▶ [Set task 1]: List every line in the entries below that contains the string "mast".
>> Start Document section
Sure, you can move on from it, hon. If you both really want to make your relationship work, all you need to do is make it your main priority. You need to sit down and really talk things out, letting each other know what's important to each of you and what each of you is willing to do, or not to do, to strengthen your bond to one another.

Trust is not an easy thing to come by once lies have been told, or privacy has been breached. However, it can be done if both partners are willing to put out the effort to do so, and to put the past behind them. Sometimes, a written contract in which certain promises are spelled out, and which is signed by both parties, can help. When one or the other (or both) partner needs a reminder, the contract can be pulled out and read. It's a two-way street, though. Both people have to be committed to the success of the relationship and willing to do what it takes to make things work.
>> End Document section
>> Start Dataset excerpts
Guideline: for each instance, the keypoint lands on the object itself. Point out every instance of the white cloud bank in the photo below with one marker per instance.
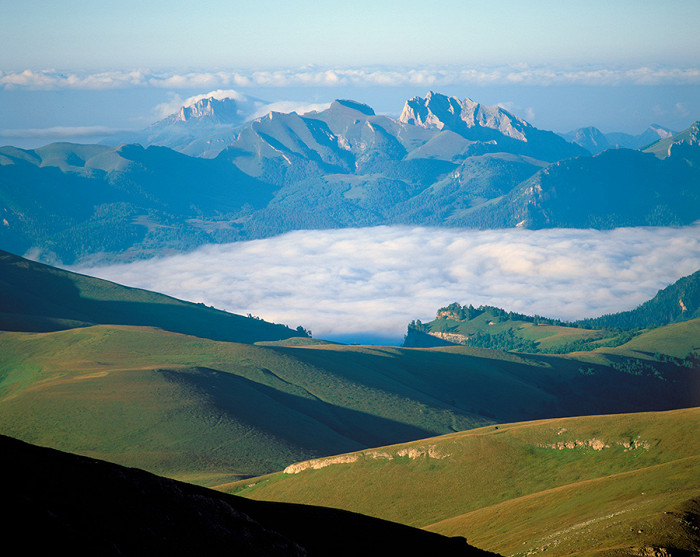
(360, 283)
(329, 77)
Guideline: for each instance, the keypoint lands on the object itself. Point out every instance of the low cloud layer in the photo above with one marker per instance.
(368, 283)
(329, 77)
(58, 132)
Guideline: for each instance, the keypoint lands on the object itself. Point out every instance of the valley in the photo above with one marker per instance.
(522, 433)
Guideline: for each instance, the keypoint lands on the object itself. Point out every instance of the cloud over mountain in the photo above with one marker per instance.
(523, 74)
(373, 281)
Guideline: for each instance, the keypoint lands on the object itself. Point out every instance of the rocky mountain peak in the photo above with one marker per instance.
(340, 104)
(461, 116)
(216, 110)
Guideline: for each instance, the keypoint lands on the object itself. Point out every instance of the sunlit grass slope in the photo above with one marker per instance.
(208, 411)
(568, 486)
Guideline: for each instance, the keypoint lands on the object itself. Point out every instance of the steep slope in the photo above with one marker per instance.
(487, 124)
(493, 327)
(595, 141)
(677, 144)
(615, 188)
(89, 507)
(37, 297)
(677, 302)
(72, 201)
(201, 128)
(570, 486)
(210, 412)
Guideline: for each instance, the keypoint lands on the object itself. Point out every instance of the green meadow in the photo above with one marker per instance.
(583, 485)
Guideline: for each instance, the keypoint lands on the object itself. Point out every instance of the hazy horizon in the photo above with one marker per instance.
(76, 71)
(358, 285)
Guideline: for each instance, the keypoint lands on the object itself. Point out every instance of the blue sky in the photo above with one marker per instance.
(96, 34)
(80, 64)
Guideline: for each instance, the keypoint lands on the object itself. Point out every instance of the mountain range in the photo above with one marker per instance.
(595, 141)
(196, 394)
(443, 162)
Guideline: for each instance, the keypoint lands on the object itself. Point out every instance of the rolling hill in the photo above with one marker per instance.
(492, 327)
(211, 411)
(88, 507)
(624, 485)
(444, 162)
(38, 297)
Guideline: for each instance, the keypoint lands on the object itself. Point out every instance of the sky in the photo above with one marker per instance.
(357, 285)
(82, 69)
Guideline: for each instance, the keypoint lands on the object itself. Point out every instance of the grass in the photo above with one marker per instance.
(213, 411)
(510, 489)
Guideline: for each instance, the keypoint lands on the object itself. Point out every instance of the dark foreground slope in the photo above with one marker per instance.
(60, 502)
(37, 297)
(618, 485)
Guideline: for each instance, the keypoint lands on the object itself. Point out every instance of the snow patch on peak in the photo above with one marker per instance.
(442, 112)
(219, 95)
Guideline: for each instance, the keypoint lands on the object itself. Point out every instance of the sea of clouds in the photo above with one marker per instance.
(366, 284)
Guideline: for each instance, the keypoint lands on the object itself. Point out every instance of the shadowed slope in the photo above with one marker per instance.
(37, 297)
(89, 507)
(572, 486)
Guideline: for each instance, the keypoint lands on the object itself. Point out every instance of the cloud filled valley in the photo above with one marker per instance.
(366, 284)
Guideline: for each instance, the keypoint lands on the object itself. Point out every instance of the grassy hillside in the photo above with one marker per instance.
(87, 507)
(36, 297)
(208, 411)
(570, 486)
(492, 327)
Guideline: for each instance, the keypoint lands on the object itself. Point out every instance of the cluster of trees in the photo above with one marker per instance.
(464, 313)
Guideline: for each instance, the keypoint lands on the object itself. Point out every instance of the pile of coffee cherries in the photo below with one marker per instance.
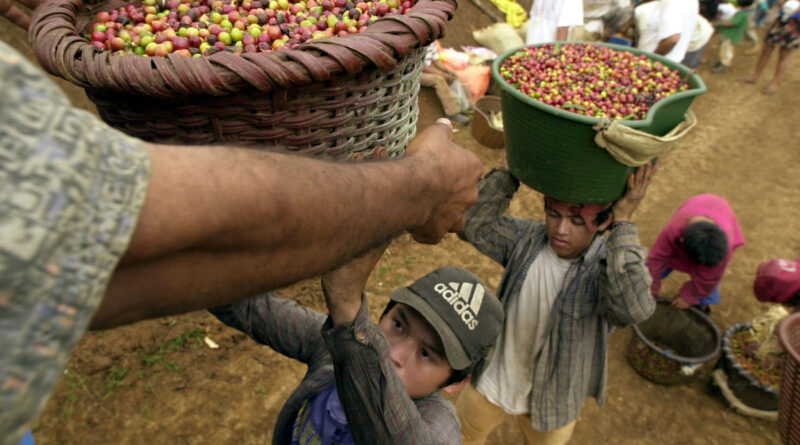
(591, 80)
(196, 28)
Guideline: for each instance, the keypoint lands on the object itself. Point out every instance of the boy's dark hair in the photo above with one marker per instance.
(705, 243)
(456, 375)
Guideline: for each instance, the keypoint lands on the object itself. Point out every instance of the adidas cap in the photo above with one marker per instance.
(458, 305)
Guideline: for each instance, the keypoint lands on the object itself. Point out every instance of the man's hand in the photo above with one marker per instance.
(14, 14)
(637, 187)
(457, 173)
(679, 303)
(344, 285)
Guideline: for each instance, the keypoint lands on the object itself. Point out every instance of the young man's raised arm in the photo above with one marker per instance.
(487, 227)
(626, 282)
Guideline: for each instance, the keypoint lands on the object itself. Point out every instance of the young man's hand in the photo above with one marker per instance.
(457, 171)
(636, 189)
(344, 285)
(15, 15)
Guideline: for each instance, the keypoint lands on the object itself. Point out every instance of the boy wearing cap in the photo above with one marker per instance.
(563, 289)
(368, 383)
(778, 281)
(699, 240)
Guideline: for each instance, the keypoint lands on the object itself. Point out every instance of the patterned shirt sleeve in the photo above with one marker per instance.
(487, 228)
(626, 296)
(71, 189)
(376, 402)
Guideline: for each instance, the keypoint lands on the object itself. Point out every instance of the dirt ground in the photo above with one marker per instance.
(157, 381)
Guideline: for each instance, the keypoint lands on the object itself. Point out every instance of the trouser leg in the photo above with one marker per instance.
(478, 416)
(555, 437)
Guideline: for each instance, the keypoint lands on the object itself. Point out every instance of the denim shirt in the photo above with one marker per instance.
(356, 357)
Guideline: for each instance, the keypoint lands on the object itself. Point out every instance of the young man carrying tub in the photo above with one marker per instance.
(564, 288)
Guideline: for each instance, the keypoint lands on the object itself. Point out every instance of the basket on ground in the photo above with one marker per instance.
(553, 150)
(747, 389)
(334, 97)
(670, 346)
(789, 400)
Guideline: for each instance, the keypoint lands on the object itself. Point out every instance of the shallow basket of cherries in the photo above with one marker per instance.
(591, 80)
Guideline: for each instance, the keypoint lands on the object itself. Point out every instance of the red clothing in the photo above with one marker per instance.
(667, 252)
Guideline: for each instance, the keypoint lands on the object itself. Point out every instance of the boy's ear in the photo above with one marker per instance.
(607, 223)
(455, 387)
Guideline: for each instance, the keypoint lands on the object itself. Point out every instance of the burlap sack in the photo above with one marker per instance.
(633, 147)
(499, 37)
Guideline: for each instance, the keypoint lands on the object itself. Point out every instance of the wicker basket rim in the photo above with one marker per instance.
(63, 51)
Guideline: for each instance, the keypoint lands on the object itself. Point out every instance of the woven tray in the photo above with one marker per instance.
(338, 97)
(672, 346)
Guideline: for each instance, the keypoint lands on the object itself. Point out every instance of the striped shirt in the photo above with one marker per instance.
(608, 286)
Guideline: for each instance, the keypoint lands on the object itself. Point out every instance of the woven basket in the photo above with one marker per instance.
(338, 97)
(789, 399)
(670, 346)
(749, 390)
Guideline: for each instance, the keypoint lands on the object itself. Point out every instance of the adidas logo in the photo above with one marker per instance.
(465, 298)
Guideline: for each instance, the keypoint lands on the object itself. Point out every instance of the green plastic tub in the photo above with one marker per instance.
(553, 150)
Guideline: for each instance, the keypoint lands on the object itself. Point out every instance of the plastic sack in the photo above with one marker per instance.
(476, 80)
(453, 59)
(499, 37)
(478, 54)
(634, 147)
(515, 14)
(462, 94)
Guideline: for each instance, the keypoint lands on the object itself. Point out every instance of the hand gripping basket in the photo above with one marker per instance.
(338, 97)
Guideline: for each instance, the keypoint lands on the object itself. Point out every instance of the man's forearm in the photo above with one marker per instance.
(207, 237)
(275, 201)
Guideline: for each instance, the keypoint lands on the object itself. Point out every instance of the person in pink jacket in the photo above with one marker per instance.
(700, 240)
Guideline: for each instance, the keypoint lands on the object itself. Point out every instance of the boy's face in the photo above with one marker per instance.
(416, 351)
(567, 233)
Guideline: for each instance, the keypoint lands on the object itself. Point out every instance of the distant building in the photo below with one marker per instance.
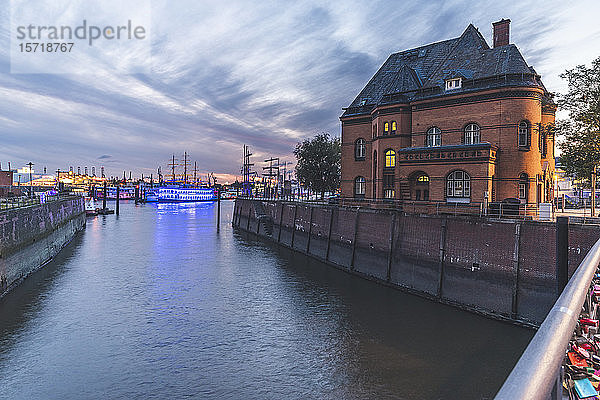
(454, 121)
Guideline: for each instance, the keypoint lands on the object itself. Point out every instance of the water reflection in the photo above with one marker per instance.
(156, 305)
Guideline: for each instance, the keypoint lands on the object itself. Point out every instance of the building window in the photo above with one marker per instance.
(454, 83)
(433, 137)
(458, 185)
(523, 187)
(472, 134)
(524, 138)
(359, 186)
(390, 158)
(543, 145)
(360, 149)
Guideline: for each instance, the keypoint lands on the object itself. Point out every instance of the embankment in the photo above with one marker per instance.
(500, 268)
(32, 236)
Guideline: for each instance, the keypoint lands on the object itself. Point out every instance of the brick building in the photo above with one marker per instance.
(454, 121)
(6, 178)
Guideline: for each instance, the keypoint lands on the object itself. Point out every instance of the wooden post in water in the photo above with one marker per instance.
(562, 253)
(442, 257)
(118, 196)
(104, 197)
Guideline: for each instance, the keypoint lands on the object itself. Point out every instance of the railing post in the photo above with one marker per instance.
(249, 211)
(329, 235)
(562, 253)
(442, 256)
(294, 225)
(312, 209)
(280, 222)
(391, 252)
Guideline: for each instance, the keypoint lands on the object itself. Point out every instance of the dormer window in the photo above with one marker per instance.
(454, 83)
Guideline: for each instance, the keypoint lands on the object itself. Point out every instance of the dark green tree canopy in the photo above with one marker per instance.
(580, 134)
(318, 166)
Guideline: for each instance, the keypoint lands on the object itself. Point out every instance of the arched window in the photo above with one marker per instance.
(458, 184)
(523, 187)
(375, 174)
(472, 134)
(390, 158)
(359, 186)
(434, 137)
(360, 149)
(524, 138)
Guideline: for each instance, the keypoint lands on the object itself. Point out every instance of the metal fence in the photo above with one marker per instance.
(8, 203)
(537, 374)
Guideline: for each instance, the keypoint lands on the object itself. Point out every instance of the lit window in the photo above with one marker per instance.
(359, 186)
(458, 184)
(452, 84)
(359, 149)
(523, 134)
(388, 186)
(434, 137)
(472, 134)
(390, 158)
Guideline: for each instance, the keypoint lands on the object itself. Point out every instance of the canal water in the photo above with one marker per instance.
(155, 304)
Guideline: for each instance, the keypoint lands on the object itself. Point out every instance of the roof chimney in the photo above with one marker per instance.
(501, 29)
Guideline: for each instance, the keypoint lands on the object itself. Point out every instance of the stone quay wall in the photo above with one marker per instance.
(32, 236)
(504, 269)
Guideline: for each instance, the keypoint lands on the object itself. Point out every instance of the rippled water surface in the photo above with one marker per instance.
(155, 304)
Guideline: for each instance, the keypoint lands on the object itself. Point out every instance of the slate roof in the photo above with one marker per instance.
(420, 73)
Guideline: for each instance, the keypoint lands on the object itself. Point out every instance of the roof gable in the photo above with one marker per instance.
(406, 74)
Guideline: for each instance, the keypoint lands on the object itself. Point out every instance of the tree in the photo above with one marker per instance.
(580, 134)
(318, 166)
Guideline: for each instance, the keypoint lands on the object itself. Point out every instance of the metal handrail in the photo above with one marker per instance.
(535, 374)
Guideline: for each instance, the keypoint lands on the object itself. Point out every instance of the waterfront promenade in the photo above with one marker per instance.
(156, 304)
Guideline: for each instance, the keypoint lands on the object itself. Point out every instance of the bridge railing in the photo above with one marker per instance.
(537, 374)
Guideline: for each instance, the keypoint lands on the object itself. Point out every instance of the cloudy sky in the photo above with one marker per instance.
(265, 74)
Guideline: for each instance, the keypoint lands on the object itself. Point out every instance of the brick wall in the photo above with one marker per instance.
(505, 269)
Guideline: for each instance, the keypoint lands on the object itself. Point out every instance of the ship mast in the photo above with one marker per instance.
(195, 170)
(185, 165)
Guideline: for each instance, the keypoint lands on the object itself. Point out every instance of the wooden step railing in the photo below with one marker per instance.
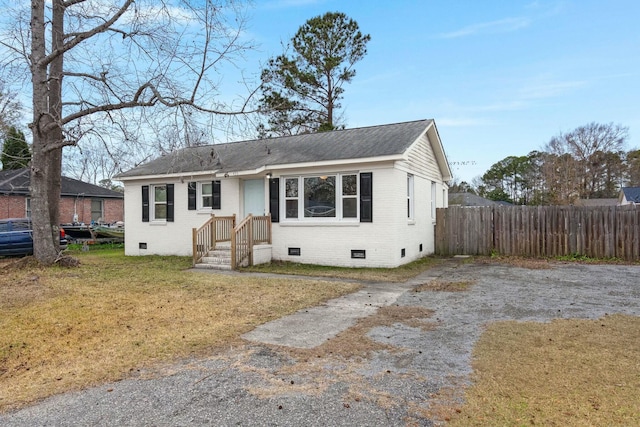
(251, 231)
(216, 229)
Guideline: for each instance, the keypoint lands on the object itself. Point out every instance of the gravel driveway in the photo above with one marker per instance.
(257, 384)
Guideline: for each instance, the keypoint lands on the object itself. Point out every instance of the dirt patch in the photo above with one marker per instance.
(445, 286)
(354, 342)
(22, 292)
(339, 360)
(530, 263)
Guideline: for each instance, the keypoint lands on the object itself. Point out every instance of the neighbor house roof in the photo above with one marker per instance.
(385, 141)
(17, 182)
(632, 194)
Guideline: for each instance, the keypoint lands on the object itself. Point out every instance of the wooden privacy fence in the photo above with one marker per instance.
(539, 231)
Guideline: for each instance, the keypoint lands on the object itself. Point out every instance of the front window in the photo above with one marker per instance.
(320, 197)
(410, 209)
(207, 195)
(349, 196)
(160, 202)
(323, 196)
(96, 210)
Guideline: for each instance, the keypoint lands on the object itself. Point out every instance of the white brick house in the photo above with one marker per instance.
(355, 197)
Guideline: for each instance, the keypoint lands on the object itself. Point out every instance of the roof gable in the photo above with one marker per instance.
(390, 140)
(17, 182)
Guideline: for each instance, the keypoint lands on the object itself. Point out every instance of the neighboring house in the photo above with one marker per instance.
(629, 195)
(354, 197)
(79, 200)
(469, 199)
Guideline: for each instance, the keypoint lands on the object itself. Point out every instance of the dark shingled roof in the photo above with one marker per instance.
(358, 143)
(632, 194)
(17, 182)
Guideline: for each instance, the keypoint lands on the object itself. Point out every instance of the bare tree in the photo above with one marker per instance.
(596, 150)
(103, 64)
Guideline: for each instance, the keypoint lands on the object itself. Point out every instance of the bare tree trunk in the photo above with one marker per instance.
(46, 161)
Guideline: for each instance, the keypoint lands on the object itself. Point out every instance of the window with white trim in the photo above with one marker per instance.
(433, 200)
(410, 201)
(206, 194)
(159, 202)
(320, 197)
(97, 210)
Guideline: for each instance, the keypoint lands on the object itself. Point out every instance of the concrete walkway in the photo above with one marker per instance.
(312, 327)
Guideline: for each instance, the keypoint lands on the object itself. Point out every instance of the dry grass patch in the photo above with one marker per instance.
(66, 329)
(565, 373)
(522, 262)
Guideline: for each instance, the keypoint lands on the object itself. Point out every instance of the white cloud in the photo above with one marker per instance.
(550, 89)
(283, 4)
(501, 26)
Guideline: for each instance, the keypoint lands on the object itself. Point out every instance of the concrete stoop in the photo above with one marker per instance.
(217, 259)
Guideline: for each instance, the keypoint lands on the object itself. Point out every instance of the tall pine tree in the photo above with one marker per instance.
(301, 92)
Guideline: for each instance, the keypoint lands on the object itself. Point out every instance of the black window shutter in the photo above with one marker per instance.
(366, 197)
(145, 203)
(170, 202)
(191, 195)
(274, 199)
(217, 199)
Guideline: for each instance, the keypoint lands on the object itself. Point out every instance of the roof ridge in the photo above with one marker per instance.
(275, 138)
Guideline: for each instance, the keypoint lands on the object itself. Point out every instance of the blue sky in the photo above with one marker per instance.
(499, 77)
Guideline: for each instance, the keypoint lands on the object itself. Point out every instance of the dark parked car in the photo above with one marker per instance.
(16, 237)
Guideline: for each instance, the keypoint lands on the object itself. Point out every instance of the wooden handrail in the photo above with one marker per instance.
(251, 230)
(243, 237)
(216, 229)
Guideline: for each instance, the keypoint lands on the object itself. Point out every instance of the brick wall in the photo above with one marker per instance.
(113, 209)
(12, 207)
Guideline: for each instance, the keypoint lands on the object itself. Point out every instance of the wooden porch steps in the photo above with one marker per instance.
(217, 259)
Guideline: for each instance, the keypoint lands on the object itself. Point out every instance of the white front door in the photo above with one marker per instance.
(254, 197)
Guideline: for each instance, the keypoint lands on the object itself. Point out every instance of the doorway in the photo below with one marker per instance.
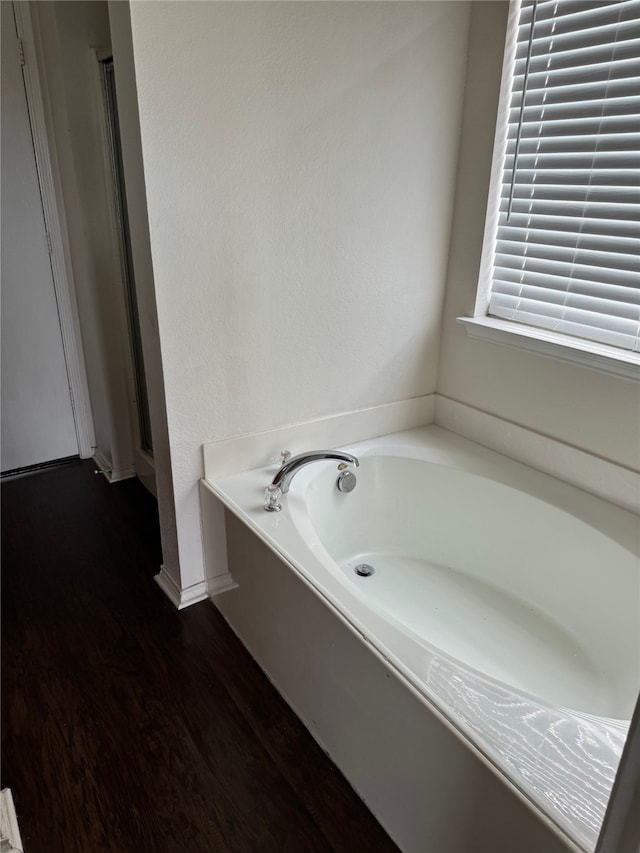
(38, 422)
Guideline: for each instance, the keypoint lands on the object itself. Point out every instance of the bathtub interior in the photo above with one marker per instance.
(507, 584)
(504, 597)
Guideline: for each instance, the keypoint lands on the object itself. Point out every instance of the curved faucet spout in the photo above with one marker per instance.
(291, 467)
>> End Dataset excerpts
▶ [Set task 2]: Can you extend the advice on rebuilding trust in a relationship, starting right after its final sentence?

▶ [Response 1]:
Guideline: for each instance, the keypoint lands on the object itself. Point out every instance of the ship mast in the photo above with one marker per instance.

▶ [Response 2]:
Not telling others how to live might seem like a simplistic viewpoint, but it's one of the keystones of a really good, lasting relationship. We might let another know how we feel about something. We might even let them know if something they do is offensive, or upsetting to us. However, for a relationship to blossom, each person must feel free to be themselves. In a strong romantic relationship, we don't draw up boundaries for each other. We draw up boundaries for ourselves. Those boundaries are based on our own perception of what must be done to give the relationship the very best chance to grow and prosper. Each must give to the other, but neither should demand.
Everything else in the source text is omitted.